◆ **Excerpted passage**:
Fighter: Congresswoman Martha McSally MPP 1990, defiant, pragmatic, and in Congress (2024)

By Robert O’Neill

Summer 2017

MARTHA McSALLY MPP 1990 was working in Europe when she learned that a special election had been called in her home district when Gabrielle Giffords resigned from her congressional seat a year after an attempt on her life. The announcement came on a Sunday evening. By Thursday, McSally, a former Air Force pilot, had made calls back home to begin lining up support and was buying a plane ticket to the United States to see whether she was electable and could organize quickly enough in the 90 days before the election. Most important, she wanted to understand whether she felt called to run for office.

A few days later, McSally woke up early in her hometown of Tucson, Arizona, and in the predawn light contemplated her sense that she could help make a difference and that she could not simply stand there and criticize what she saw as the country’s problems without trying to fix them. By 6 a.m., before she’d even had her first meeting to discuss the plausibility of a run, she had written her boss at the George C. Marshall Center in Germany, where she was a national security professor, to tender her resignation. She had made her decision: She was going to run. McSally would lose that first election in the primaries, run again, and win the district by a mere 167 votes two years later in 2014.

It was perhaps a neat summing up of a complicated character: purpose-driven, unable to resist forward progress, and with a defiant streak a mile wide.

◆ **Data shown**:

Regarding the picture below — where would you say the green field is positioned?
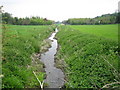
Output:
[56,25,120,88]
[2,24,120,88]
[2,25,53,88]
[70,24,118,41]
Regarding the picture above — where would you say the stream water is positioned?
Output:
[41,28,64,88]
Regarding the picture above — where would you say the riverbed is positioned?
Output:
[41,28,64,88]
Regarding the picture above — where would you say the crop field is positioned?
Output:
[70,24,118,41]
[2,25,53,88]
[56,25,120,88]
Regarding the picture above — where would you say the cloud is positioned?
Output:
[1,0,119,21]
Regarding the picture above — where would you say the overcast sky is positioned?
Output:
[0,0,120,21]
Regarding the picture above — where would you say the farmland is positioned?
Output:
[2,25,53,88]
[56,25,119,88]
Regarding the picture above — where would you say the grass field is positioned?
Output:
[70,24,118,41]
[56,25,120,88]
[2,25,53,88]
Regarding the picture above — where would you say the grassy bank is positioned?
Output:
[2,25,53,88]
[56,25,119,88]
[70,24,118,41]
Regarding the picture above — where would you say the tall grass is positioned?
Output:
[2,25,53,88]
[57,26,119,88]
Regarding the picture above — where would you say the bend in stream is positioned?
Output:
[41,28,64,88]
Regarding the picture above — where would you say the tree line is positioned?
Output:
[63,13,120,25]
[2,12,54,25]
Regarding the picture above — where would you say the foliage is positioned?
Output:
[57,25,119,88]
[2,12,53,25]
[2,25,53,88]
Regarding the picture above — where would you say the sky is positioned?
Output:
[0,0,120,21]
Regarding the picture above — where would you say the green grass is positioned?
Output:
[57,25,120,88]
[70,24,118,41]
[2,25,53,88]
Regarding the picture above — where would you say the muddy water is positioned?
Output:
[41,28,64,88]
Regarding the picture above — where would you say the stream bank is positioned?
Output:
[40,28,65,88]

--

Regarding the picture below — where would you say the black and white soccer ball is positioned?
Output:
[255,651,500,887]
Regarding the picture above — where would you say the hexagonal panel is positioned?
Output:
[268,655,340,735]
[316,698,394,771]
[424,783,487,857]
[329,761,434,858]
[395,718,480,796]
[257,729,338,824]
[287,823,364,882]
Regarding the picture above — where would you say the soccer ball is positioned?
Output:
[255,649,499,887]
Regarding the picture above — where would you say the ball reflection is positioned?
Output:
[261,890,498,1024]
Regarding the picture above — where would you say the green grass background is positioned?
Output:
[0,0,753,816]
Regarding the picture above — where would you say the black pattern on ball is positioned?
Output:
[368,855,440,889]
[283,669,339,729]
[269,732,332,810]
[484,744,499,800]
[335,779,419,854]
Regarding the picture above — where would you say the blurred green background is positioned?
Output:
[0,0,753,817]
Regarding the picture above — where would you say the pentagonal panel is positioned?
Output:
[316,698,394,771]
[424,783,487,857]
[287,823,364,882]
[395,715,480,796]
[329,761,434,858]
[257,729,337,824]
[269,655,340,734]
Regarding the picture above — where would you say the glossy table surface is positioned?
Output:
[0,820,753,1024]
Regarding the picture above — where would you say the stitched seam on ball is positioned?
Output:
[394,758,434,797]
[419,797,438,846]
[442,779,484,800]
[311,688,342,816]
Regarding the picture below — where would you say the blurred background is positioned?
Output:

◆ **Task instructions**:
- a) Answer these questions from the profile of Martha McSally:
(i) How many days were there before the special election?
(ii) At what institution was McSally a national security professor?
(iii) By how many votes did she win the district in 2014?
- b) List every geographic place name (continent, country, state or city) that appears in the profile of Martha McSally.
- c) Translate this sentence from the profile of Martha McSally into Spanish: "The announcement came on a Sunday evening."
The items in the two blocks are separate material and have nothing to do with the profile of Martha McSally.

◆ **Task-by-task results**:
- a)
(i) 90 days
(ii) The George C. Marshall Center in Germany
(iii) 167 votes

- b) Europe, United States, Tucson, Arizona, Germany

- c) El anuncio llegó un domingo por la noche.